#### Set tasks:
• A. Answer these questions from the passage on subdomain and cross-domain tracking:
(i) From which domain level does the "auto" Cookie Domain algorithm start trying to write the cookie?
(ii) What does Google automatically add to the Referral Exclusion list when you create a Google Analytics property?
(iii) What must successful cross-domain tracking pass from one site to another without passing the cookie itself?
• B. Render the stretch of entries from the line that contains "Pick out the black ski jacket" through the line that contains "x=70, y=185" as a Markdown table with the columns Row and Line. Number each row and leave out any blank lines.

#### Source:
----
Simo Ahava explains that setting the Cookie Domain to “auto” applies a recursive algorithm that
tries to write the cookie, starting from the most generic domain-level (the top-level domain), and stopping once it succeeds. What should be left is the root domain, and thus the cookie will be available to all subdomains.
Because the algorithm sets the cookie at the highest possible level (the root domain), a user who lands on a subdomain and later migrates to the core domain won’t generate a new Client ID—or initiate a new session.
A second step is to add your root domain to the Referral Exclusion list so that visits between subdomains and the core domain don’t initiate new sessions. (The first step ensures only that Google sees the visitor as the same user.) Google automatically adds the root domain to the Referral Exclusion list when you create your Google Analytics property, but the setup is worth double-checking.
In theory, these updates automate subdomain tracking—the Cookie Domain and Referral Exclusion lists are set, by default, to the correct values.
4. Cross-domain tracking
Cross-domain tracking is the most complex of any session-stitching process because many solutions are bespoke: Proper implementation depends on the setup of your site, payment processor, log-in tool, or—Lord help you—iframe.
If multiple sites share the same tracking code but no other technical changes are made:
- Analytics will duplicate sessions between domains (since the Client ID won’t transfer from one to the other).
- The original attribution information will be lost, converted into a referral from the other domain, which, since it shares the same tracking code, will appear as a self-referral.
As with AMP tracking, successful cross-domain tracking requires passing the Client ID from one site to another without passing the cookie itself. There are several core use cases, each with unique solutions.
----
#### Data to process:
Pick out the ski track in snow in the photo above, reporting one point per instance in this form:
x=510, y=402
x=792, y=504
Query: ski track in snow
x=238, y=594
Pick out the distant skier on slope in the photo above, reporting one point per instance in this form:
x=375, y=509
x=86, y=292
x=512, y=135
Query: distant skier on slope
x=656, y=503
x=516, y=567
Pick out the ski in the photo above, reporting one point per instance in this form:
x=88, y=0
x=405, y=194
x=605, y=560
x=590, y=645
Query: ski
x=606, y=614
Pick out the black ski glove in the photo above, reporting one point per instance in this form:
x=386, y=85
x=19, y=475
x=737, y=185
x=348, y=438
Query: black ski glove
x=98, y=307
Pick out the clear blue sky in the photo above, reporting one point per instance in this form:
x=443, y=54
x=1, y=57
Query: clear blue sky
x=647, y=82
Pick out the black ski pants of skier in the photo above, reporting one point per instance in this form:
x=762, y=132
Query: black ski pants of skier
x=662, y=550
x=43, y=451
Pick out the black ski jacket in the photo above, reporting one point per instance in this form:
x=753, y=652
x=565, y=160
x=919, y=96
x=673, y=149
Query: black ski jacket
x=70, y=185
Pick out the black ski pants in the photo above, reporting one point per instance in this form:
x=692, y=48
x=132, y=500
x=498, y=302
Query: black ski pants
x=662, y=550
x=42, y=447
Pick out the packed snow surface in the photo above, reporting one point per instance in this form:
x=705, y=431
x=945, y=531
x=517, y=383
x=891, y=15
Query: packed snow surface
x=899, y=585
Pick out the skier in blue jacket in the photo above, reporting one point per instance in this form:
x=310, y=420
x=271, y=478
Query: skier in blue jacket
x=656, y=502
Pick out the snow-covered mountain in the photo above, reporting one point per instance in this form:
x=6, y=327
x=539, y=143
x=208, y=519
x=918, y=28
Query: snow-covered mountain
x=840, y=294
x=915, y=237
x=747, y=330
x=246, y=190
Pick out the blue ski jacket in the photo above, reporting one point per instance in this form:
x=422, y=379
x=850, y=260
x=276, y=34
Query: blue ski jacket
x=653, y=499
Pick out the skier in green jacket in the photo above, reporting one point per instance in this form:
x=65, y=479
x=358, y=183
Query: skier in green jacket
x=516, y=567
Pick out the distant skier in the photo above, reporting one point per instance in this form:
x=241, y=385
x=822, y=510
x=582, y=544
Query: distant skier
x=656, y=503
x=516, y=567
----
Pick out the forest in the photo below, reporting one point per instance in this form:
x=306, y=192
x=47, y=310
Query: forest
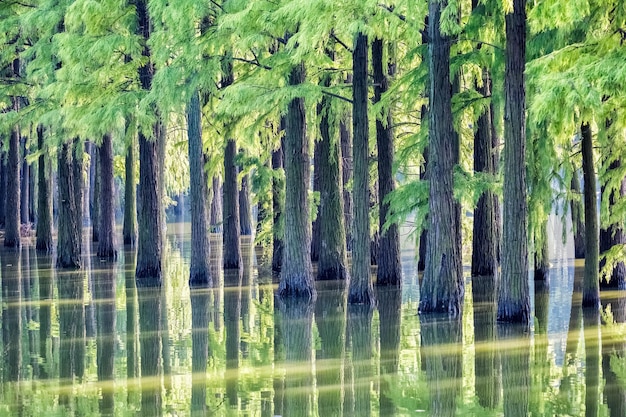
----
#### Final answers:
• A.
(i) The most generic domain-level, the top-level domain.
(ii) The root domain.
(iii) The Client ID.

• B.
| Row | Line |
|---|---|
| 1 | Pick out the black ski jacket in the photo above, reporting one point per instance in this form: |
| 2 | x=753, y=652 |
| 3 | x=565, y=160 |
| 4 | x=919, y=96 |
| 5 | x=673, y=149 |
| 6 | Query: black ski jacket |
| 7 | x=70, y=185 |